WHAT YOU NEED TO DO. Reproduce the material verbatim from the line containing "target | hockey player in green jersey" through the end of the material, including both of those ends, and output nothing else.

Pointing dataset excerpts

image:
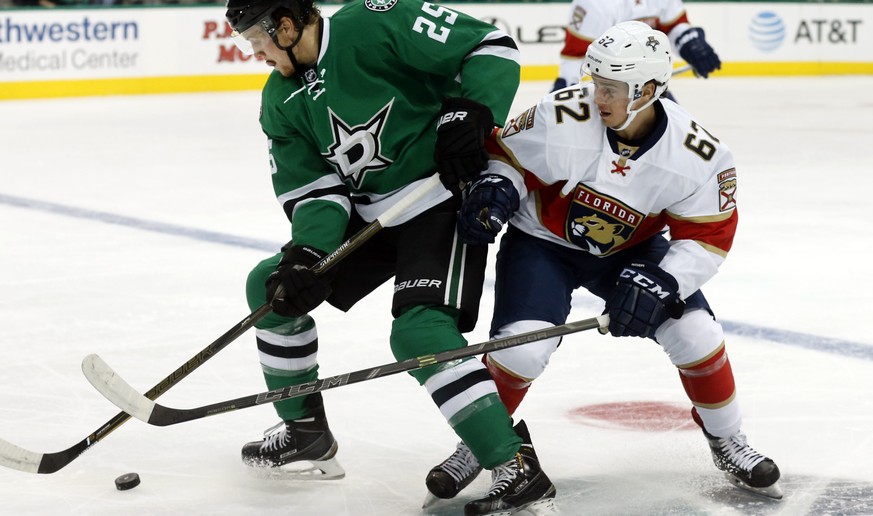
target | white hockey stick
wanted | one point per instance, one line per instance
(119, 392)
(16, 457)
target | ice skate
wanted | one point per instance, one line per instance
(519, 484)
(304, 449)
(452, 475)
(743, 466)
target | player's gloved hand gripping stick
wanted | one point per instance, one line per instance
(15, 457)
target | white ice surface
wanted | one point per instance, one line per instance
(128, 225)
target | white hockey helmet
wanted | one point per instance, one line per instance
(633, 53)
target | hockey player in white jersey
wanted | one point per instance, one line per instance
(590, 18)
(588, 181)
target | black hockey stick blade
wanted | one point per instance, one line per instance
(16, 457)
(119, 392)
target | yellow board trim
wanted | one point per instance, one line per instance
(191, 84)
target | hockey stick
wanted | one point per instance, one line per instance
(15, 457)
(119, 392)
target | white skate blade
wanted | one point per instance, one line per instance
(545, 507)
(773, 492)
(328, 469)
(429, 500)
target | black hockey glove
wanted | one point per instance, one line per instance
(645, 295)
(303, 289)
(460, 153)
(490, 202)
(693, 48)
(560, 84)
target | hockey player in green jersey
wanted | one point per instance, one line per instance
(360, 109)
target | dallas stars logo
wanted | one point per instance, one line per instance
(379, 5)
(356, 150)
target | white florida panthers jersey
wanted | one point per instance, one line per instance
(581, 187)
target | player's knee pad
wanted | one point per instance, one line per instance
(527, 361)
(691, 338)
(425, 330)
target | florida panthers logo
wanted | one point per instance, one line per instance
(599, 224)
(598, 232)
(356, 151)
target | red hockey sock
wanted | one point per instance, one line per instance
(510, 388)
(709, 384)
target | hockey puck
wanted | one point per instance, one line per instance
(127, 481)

SOLUTION.
target | hockey player in green jersey
wanted | one point per instance, one line per instance
(360, 109)
target | dallas stars logo
wanted | one point per instance, one line per instance
(379, 5)
(356, 150)
target | white florida panthers jersey
wanted | one point per instance, one line per instance
(581, 187)
target | player's knee pad
wanted | one point per instance, one line per instance
(527, 361)
(691, 338)
(425, 330)
target | florida panthers logo
wanted | one point per instance, one line per instance
(599, 224)
(598, 232)
(356, 151)
target | red hockey sock
wanted | one point per instance, one line per instance
(510, 388)
(709, 384)
target | hockey puck
wanted | one point per instance, one line per instance
(127, 481)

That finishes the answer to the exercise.